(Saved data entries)
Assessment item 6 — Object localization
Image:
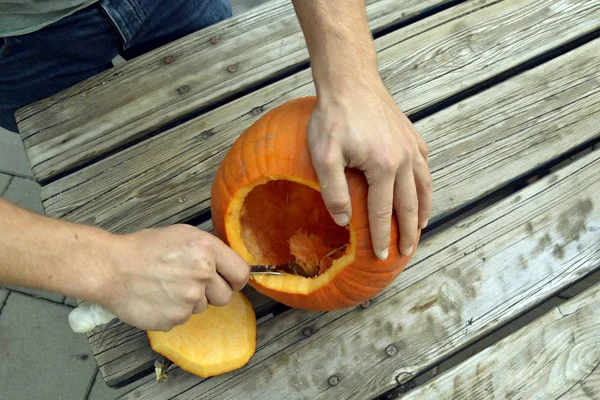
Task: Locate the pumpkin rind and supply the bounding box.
[211,96,420,311]
[147,291,256,378]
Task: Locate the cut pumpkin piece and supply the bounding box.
[211,96,421,311]
[147,291,256,378]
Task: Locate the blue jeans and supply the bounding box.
[0,0,232,132]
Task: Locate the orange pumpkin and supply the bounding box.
[211,96,420,311]
[147,291,256,378]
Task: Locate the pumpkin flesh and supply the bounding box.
[240,179,351,277]
[147,291,256,378]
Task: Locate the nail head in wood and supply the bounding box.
[328,375,339,386]
[385,344,398,357]
[228,64,238,73]
[164,55,174,64]
[360,300,371,309]
[177,86,190,95]
[302,327,313,337]
[210,36,220,44]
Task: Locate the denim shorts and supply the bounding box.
[0,0,232,132]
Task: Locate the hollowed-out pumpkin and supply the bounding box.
[147,291,256,378]
[211,96,420,311]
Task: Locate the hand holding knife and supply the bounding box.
[67,263,303,333]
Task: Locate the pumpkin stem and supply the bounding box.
[154,356,173,382]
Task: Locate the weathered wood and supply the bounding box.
[400,283,600,400]
[105,35,600,389]
[91,27,600,387]
[15,0,452,182]
[119,134,600,399]
[39,0,600,235]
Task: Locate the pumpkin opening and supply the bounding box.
[239,180,350,277]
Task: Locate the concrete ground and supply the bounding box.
[1,1,599,399]
[0,125,144,399]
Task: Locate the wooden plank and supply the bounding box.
[230,0,272,17]
[400,283,600,400]
[104,35,600,388]
[15,0,452,182]
[119,133,600,399]
[39,0,600,234]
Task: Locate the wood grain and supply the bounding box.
[39,0,600,235]
[102,34,600,389]
[400,284,600,400]
[15,0,452,182]
[119,131,600,399]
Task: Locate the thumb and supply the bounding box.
[313,156,352,226]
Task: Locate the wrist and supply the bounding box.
[72,227,125,307]
[314,70,389,111]
[311,49,381,96]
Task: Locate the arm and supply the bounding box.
[292,0,432,259]
[0,198,113,301]
[0,198,249,331]
[292,0,379,99]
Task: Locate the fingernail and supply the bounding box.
[423,219,429,228]
[377,248,389,260]
[403,245,414,256]
[332,213,349,226]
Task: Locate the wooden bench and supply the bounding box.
[15,0,600,398]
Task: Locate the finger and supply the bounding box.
[415,134,429,163]
[205,274,233,307]
[414,157,432,228]
[213,239,250,291]
[366,167,396,260]
[313,153,352,226]
[394,164,419,256]
[192,295,208,314]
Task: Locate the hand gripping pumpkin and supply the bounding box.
[211,96,420,311]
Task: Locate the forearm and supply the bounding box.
[292,0,380,95]
[0,198,114,303]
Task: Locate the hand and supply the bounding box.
[307,78,432,260]
[99,224,250,331]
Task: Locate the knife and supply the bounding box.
[67,263,303,333]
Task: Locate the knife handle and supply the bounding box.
[68,302,117,333]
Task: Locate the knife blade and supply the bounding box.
[250,261,308,276]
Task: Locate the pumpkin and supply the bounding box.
[147,291,256,378]
[211,96,420,311]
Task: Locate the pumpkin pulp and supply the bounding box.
[226,176,357,295]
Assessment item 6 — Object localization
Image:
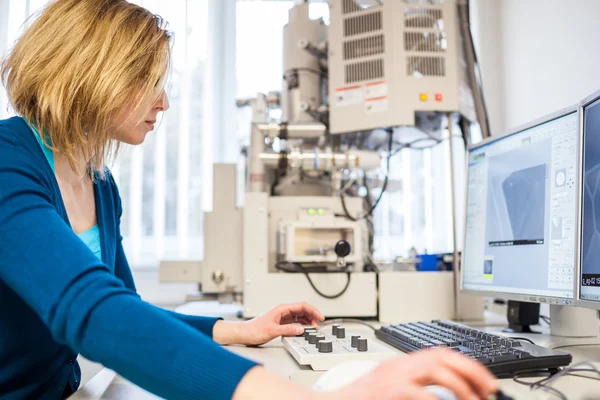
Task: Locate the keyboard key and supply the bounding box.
[475,357,491,365]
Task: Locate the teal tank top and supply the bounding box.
[25,119,102,260]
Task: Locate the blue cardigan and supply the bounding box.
[0,117,257,399]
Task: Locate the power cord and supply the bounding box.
[540,315,551,326]
[275,262,351,300]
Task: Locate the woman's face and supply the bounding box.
[112,89,170,145]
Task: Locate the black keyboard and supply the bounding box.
[376,320,572,377]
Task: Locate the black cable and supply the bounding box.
[530,363,600,400]
[391,134,465,156]
[512,371,566,400]
[540,315,551,326]
[275,262,351,300]
[509,337,536,345]
[340,130,393,221]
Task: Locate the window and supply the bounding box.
[115,0,209,267]
[1,0,210,268]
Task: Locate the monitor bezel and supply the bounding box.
[460,104,580,306]
[576,89,600,309]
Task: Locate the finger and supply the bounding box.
[280,316,312,326]
[426,350,498,397]
[277,323,305,337]
[278,302,325,322]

=== TASK DIRECTIONS ===
Although the records hold pictures, return only what remains, word for word.

=== EXERCISE RESULT ===
Assessment item 6 — Object localization
Image:
Task: Locate the pumpkin rind and supply the bounding box.
[211,96,420,311]
[147,291,256,378]
Task: Locate the cut pumpkin piece and supply the bounding box.
[211,96,421,311]
[147,291,256,378]
Task: Locate the blue jeans and supply the bounding box.
[0,0,232,132]
Task: Locate the orange pumpkin and supply the bounding box.
[211,96,420,311]
[147,291,256,378]
Task: Locate the pumpkin flesh and supply the bounding box.
[240,179,351,277]
[147,291,256,378]
Task: Locate the nail head in wood and supply the bounding box.
[328,375,339,386]
[385,344,398,357]
[228,64,238,73]
[164,55,174,64]
[360,300,371,309]
[177,86,190,95]
[302,327,313,337]
[210,36,220,44]
Task: Locate the denim shorts and supply the bounding box.
[0,0,232,132]
Task: Locate the hollowed-out pumpkin and supply the bounding box.
[147,291,256,378]
[211,96,420,311]
Task: Locate the hand holding knife and supply the bounding box.
[67,263,303,333]
Task: Locate the pumpkin stem and supply the bounding box.
[154,356,173,382]
Task: Locate the weathered wood and supply the bounding box.
[400,283,600,400]
[105,35,600,389]
[91,27,600,387]
[15,0,452,182]
[119,134,600,399]
[39,0,600,235]
Task: Locate the pumpkin opening and supply the bounding box.
[239,180,350,277]
Task: Locate the concrete ground and supply the bounding box.
[1,1,599,399]
[0,125,144,399]
Task: Locate the wooden plank and supply the bounding box.
[230,0,272,17]
[400,283,600,400]
[104,35,600,388]
[15,0,452,182]
[119,133,600,399]
[39,0,600,234]
Task: Locate the wood grain and supply the bounding box.
[39,0,600,235]
[102,34,600,389]
[400,284,600,400]
[15,0,452,182]
[119,131,600,399]
Task: Locate the thumb and supply the bounding box.
[313,156,352,226]
Task: Locate the wrist and supply the bounding box.
[72,227,125,307]
[314,70,389,111]
[311,49,381,96]
Task: Locate the arm and supply the bounding box.
[292,0,432,259]
[0,198,113,301]
[0,198,249,331]
[292,0,379,99]
Task: Locate the fingernail and supply the bounding box.
[423,219,429,228]
[377,248,389,260]
[403,245,414,256]
[332,213,349,226]
Task: Locate the wooden bench and supply the bounding box.
[15,0,600,398]
Task: Locate the finger and supply the bounding box.
[415,134,429,163]
[205,274,233,307]
[414,157,432,228]
[213,239,250,291]
[366,167,396,260]
[313,153,352,226]
[394,164,419,256]
[192,295,208,314]
Task: Locate the hand gripping pumpkin and supply the bounding box.
[211,96,420,311]
Task: Locate the forearm and supply the bounding box.
[292,0,380,95]
[0,198,114,303]
Task: Locate the hand and supply the bounding box.
[307,78,432,260]
[99,224,250,331]
Task: Locate the knife and supply the bounding box.
[67,263,303,333]
Task: Locate the knife handle and supply the bounding box.
[68,302,117,333]
Task: Locate the knife blade and supply the bounding box.
[250,261,308,276]
Task: Locate the pumpkin and supply the bounding box.
[147,291,256,378]
[211,96,420,311]
Task: Locate the pumpkin pulp and supply the bounding box.
[226,176,357,295]
Assessment item 6 — Object localization
Image:
Task: Locate the keyboard key and supply the bounding box.
[475,357,491,365]
Task: Locate the teal tank top and supply the bounding box.
[25,119,102,260]
Task: Locate the blue cardigan and supply the bounding box.
[0,117,257,399]
Task: Locate the power cord and supply the bounding box.
[540,315,551,326]
[275,262,351,300]
Task: Locate the woman's face and supply the bounding box.
[112,89,170,145]
Task: Locate the black keyboard and supply the bounding box.
[376,320,572,377]
Task: Locate the black cable and supply the bounding box.
[530,363,600,400]
[391,134,465,156]
[512,371,566,400]
[540,315,551,326]
[275,262,351,300]
[509,337,536,345]
[340,130,393,221]
Task: Locate the window and supply the bounding box.
[115,0,209,267]
[1,0,210,268]
Task: Locate the monitor bezel and supply the bounding box.
[460,104,580,306]
[576,89,600,309]
Task: Locate the finger and supply the bounding box.
[280,316,312,326]
[426,350,498,397]
[277,323,305,337]
[278,302,325,322]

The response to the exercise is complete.